=== SELECTED TEXT ===

# Horn Mt plus snapper on way out



## MSViking (Oct 11, 2007)

Had the opportunity to take a long standing customer and friend fishing this past Thursday/Friday. Caught a quick limit of snapper on the way to blue water. Made a few loops around Petronius, green water with nothing happening, trolled over to Marlin, blue water, but no surface activity so we pushed on to Horn Mt. Horn was is pretty blue water and we were marking yellowfin, but never saw the first one on the surface?! Trolled and chunked and caught one nice YF and three dolphin. Should have caught more YF but we were enjoying letting everyone work the reels and chunks which while fun to include everyone it has a way in reducing catches. But I like letting new people get hands on even if it means we miss a fish or two. 

At around 6pm it seemed every high end sportfisermen in the gulf showed up at Horn!! I assume they all left Biloxi at the noon start of the Biloxi event. It was a parking lot at dusk!

Next morning we woke to see the radar and Sirius weather looking horrible at best!! Trolled north until we got slammed by 38knt winds (as recorded at Ram Powell) and 5' seas with what seemed like a 1' period!! Put everyone in the salon and I stayed on the bridge and brought us in. Horrible weather!

All in all two great days on the gulf!

My nephew and one of the snaps









My friend from Arkansas lost this snap to a shark









26 miles out and you still get neighbors!









One of the dolphin from Horn Mt









YF from Horn









And we had to go thru all of that to get home!! (notice Iridium satellite phone)










Line hitting us with Ram in the background









Video is right when storm front crossed us near Ram Powell, I felt like I was driving from inside a washing machine!
http://www.youtube.com/my_videos_edit?video_id=uM2UmQZocnk


----------



## Ocean Master (May 20, 2008)

Thats's some scary looking stuff. Glad you didn't have any problems.


----------



## Chris V (Oct 18, 2007)

Nothing better than a fun trip.....and getting home to tell about it! nasty crap out there. I don't think I've ever been happier to not fish a tournament.


----------



## lobsterman (Sep 30, 2007)

Nice trip and nice storm...


----------



## Captain Mickey O'Reilly (Dec 18, 2008)

Great report sir! That weather is exactly why you have to be prepared for anything!


----------



## Head Kned (Mar 21, 2011)

Wow, that weather must have jumped in there quick. Coast guard closed destin pass this week. Was that part of it?


----------



## Lil' Ti (Feb 16, 2009)

Robert sounds like another good memory. Sorry about the bad weather on the second leg there. It is kinda cool though to see what the good lord is capable of. Its just not cool to be in it when he desides to let it blow. Glad yall had another good trip.


----------



## superchicken (Jan 9, 2010)

=== INFORMATION SUPPLIED ===

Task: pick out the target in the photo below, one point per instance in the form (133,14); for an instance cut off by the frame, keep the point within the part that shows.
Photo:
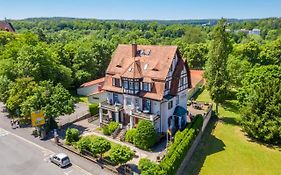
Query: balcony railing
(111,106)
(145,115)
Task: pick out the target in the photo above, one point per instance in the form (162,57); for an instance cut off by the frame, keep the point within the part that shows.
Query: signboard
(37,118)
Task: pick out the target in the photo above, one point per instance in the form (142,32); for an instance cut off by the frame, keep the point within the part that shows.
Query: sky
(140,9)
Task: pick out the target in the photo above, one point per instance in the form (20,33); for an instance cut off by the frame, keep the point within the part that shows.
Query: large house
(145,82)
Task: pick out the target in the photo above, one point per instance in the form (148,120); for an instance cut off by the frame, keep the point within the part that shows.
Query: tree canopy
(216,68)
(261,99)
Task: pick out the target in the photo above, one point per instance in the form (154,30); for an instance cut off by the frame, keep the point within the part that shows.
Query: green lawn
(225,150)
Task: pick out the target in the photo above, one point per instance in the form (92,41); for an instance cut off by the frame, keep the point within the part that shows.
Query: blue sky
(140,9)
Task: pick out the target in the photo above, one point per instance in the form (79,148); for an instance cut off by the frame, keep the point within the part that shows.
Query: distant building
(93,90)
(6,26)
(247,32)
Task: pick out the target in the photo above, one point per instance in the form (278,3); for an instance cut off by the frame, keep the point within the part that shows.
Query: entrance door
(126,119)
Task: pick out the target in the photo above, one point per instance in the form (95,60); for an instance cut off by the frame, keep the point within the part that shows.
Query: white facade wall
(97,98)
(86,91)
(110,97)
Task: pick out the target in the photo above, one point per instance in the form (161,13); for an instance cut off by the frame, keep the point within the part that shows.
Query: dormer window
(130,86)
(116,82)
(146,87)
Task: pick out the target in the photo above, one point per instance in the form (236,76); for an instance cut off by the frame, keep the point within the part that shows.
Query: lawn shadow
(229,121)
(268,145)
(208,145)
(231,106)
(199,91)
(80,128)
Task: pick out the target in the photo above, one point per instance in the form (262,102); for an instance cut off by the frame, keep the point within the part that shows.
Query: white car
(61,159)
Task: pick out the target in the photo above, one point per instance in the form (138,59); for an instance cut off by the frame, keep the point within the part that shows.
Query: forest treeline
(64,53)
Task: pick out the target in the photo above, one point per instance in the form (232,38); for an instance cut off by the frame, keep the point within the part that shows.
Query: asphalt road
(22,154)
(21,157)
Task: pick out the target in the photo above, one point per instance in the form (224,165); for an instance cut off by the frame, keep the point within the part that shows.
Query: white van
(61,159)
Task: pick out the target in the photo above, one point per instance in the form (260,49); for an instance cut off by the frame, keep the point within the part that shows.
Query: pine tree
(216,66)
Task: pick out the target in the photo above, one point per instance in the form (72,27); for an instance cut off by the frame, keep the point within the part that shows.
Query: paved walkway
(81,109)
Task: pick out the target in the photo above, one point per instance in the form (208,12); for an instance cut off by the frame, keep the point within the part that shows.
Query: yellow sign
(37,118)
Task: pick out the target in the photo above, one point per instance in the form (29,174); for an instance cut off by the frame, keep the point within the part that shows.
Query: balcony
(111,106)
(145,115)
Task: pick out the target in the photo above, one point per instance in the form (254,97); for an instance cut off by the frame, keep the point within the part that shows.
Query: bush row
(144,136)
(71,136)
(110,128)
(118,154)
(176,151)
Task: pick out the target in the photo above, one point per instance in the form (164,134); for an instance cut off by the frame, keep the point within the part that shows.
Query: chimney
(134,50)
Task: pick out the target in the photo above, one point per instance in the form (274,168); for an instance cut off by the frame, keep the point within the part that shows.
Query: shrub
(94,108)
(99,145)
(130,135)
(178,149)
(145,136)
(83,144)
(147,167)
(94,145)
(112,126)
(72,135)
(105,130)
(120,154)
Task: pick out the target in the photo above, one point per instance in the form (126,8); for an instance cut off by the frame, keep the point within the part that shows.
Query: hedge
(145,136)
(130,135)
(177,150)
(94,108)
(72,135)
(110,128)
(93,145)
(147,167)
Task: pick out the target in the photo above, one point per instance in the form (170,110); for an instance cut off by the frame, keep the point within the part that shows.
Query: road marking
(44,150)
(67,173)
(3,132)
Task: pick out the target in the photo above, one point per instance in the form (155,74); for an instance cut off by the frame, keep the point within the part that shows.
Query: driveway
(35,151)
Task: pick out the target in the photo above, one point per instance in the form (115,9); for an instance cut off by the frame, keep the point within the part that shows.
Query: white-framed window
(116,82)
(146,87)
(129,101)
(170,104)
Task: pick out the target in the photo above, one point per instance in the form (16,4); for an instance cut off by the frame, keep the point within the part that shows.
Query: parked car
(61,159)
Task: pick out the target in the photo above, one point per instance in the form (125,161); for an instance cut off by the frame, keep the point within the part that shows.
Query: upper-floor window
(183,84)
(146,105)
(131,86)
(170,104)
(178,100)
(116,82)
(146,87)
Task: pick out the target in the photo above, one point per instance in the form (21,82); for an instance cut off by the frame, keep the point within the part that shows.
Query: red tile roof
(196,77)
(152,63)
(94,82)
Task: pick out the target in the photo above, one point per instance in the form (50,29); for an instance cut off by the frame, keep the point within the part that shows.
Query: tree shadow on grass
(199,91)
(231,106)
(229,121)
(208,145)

===

▸ PARTS OF THE EXERCISE:
a - List every kind of fish that the opening post of the fishing report thread says the group caught.
b - In the fishing report thread, what wind speed was recorded at Ram Powell when the boat got slammed?
c - Continue the fishing report thread from the point where it stops.

▸ OUTPUTS IN ORDER:
a - Snapper, yellowfin, and dolphin.

b - 38 knots.

c -
Chris V, rough would be an understatement! The bad part of it for me was we trolled from Horn to Ram, had very nice tuna marks, was about to clear deck and chunck and live bait for them and then had 35 knot winds hit us! Also on the way out we came across some fairly nice lines and was able to get the crack hardtails we have been looking for, didnt take long to get plenty of live bait. Sabiki for ten minutes or so and we had plenty. On another note, I dont know what kind they are but the sharks are just nuts, we caught sharks at every rig we fished at, by 10 o'clock at Horn it was every drop! I know they are important to the food chain but they will run you nuts!


----------



## bellview268219 (May 29, 2011)

good catches nice snapper


----------



## needsaboat (Mar 9, 2008)

Big difference from the seas in the first pic, glad y'all got back safe. 

Where can I find an ice shovel like yours?


----------



## FenderBender (Oct 2, 2007)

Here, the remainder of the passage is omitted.